> _WHAT TO WORK ON_
In the passage on European Union workplace standards, swap "member states" for "member countries" and give the part starting with "In establishing minimum" and going on through "their working environments." again.

> _DOCUMENT EXTRACT_
###
In establishing minimum standards of health and safety, the European Union has required that member states concern themselves with not only the health and safety of its workers but also anyone who visits the workplace (Jacobsen, 2006). The standards must fully assess the risks and implement controls that reduce the assessed risks. In addition to establishing minimum standards, the Union requires that an educational and training program be implemented that provides workers with the information necessary to ensures their health and safety. The Union also suggests that business initiate internal monitoring and surveillance of their working environments.
The European Union's concern with discrimination, equality and health and safety in the work place are all consistent with the Union's overall concern with human rights. The Union has concerned itself with improving the humanitarian and economic conditions of European workers since its earliest days and has attempted to do so while creating more jobs and better quality jobs as well. When the European Union first began developing the laws governing these issues often conflicted among its member states and the goal of the Union has been to coordinate as many of these laws and regulations as possible and create a new system that covers the maximum number of risks while utilizing the minimum number of laws and regulations. The process has taken time and considerable effort by the member states but the Union is gaining ground in attempting to build a unified system of laws that govern not only concerns over discrimination but also the health and safety of European workers.
###
> _DATA EXTRACT_

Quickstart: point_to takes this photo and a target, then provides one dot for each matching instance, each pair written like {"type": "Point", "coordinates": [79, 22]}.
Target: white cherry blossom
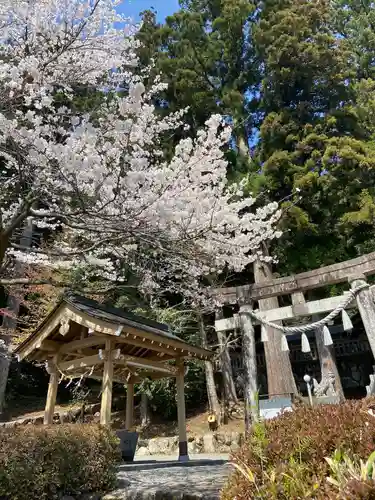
{"type": "Point", "coordinates": [100, 179]}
###
> _WRITTEN ANSWER_
In establishing minimum standards of health and safety, the European Union has required that member countries concern themselves with not only the health and safety of its workers but also anyone who visits the workplace (Jacobsen, 2006). The standards must fully assess the risks and implement controls that reduce the assessed risks. In addition to establishing minimum standards, the Union requires that an educational and training program be implemented that provides workers with the information necessary to ensures their health and safety. The Union also suggests that business initiate internal monitoring and surveillance of their working environments.